## Document extract
+++
Contemporary Illumination for the Calligrapher and Artist (eBook)
176 Seiten
The Crowood Press (Verlag)
978-0-7198-4429-4 (ISBN)
TONI WATTS is an internationally-recognised illuminator, and one of the few artists still using traditional manuscript gilding skills. She creates new work using age-old techniques and hand-prepared, natural materials. These include mineral and earth pigments, plant pigments from her garden, traditional handcrafted inks, vellum, 24-carat gold leaf and gemstones such as sapphires and emeralds. She specialises in manuscript illumination, but also draws with metalpoint and paints in egg tempera. Toni has had a diverse career - she worked for over twenty years as a doctor while pursuing a career as an award-winning wildlife artist. She then gained a master's degree in art history, which sparked an interest in medieval manuscripts and the trade in pigments. This led to a year (2015-16) as artist-in-residence at Lincoln Cathedral, where she had the opportunity both to study its collection of manuscripts and create a new body of work. She now runs national and international workshops on manuscript illumination.
INTRODUCTION
I work, often in silence, coaxing fluttering leaves of pure gold onto a prepared page. The gold catches the light as it turns, a flash of fire in the cool of the morning. It settles into place and I polish it to bring out the shine. The burnished areas look like droplets of liquid gold, reflecting the light of the new day.
WHAT IS ILLUMINATION?
To ‘illuminate’ means simply to ‘light up’. It comes from the verb illuminare, from in- ‘upon’ + lumen, lumin- ‘light’. This book is about ‘the decoration (of a page or letter in a manuscript) by hand with gold or silver’, a definition helpfully supplied by the Oxford Dictionary. I’ll leave gilding on canvas, stone, panel and wood to other authors.
Pages throughout the centuries have been adorned with gold. The practice isn’t restricted to one faith or one continent. Buddhist scrolls from Japan were sometimes written in gold, as were many exquisitely decorated versions of Islamic Qur’an. The pages I’m most familiar with, though, are the Christian illuminated manuscripts of the European medieval era.
Holding a medieval manuscript is a tactile, and very human, experience, so different from looking at isolated digitised images. These books are gloriously and unashamedly handmade. Old wooden boards, corners rubbed smooth from centuries of use, enclose pages of vellum. Some are so thin as to be translucent, some so thick that they creak as you turn the page. Each page is painstakingly hand written, with a quill that had to be cut from a feather and continually resharpened with a pen knife, and ink made from oak galls. You can see, sometimes, where the scribe has tired at the end of a long day, with letter forms becoming less than perfect. There is the occasional misspelling. Some words have been missed out altogether and added later. Sometimes you can clearly see that the scribe had a tremor, his hand shaking as he tried to write.1 Unofficial illustrations in the margins may puzzle us or make us smile.
+++
## Raw data
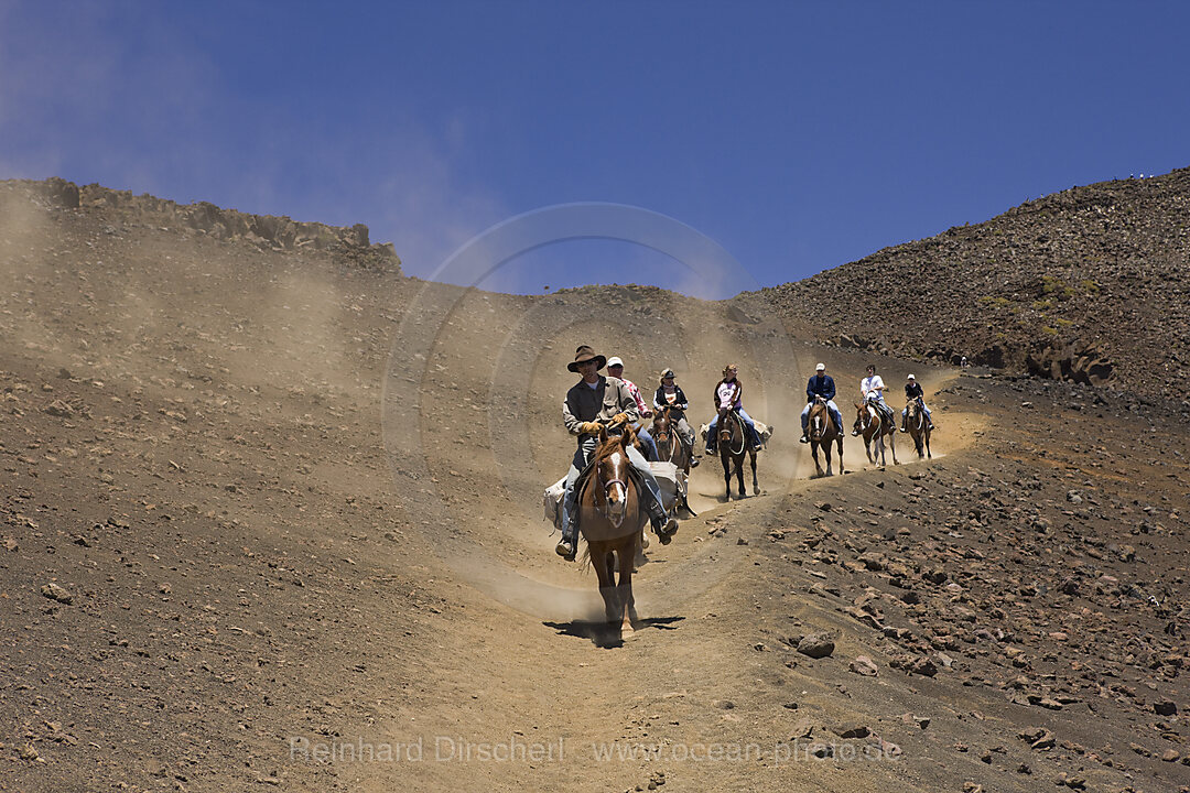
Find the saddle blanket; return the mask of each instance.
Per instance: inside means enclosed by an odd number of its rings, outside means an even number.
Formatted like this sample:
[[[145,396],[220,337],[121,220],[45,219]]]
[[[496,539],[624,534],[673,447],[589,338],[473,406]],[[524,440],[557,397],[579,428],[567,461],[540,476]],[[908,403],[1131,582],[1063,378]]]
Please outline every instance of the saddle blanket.
[[[650,462],[649,467],[652,468],[657,486],[660,487],[665,511],[674,511],[678,492],[685,493],[685,472],[678,471],[678,467],[672,462]],[[562,530],[562,496],[565,492],[566,478],[563,477],[546,487],[545,495],[541,497],[541,506],[545,510],[543,520],[546,523],[552,523],[558,531]]]
[[[764,423],[763,421],[753,420],[753,423],[756,424],[756,434],[760,436],[760,446],[769,448],[769,439],[772,438],[772,427]],[[699,438],[702,439],[703,443],[707,442],[707,433],[709,430],[710,430],[710,424],[702,424],[701,427],[699,427]]]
+++
## What is required
According to the illumination book extract, where did Toni Watts serve as artist-in-residence in 2015-16? The entries have no role in this exercise.

## Completed task
Lincoln Cathedral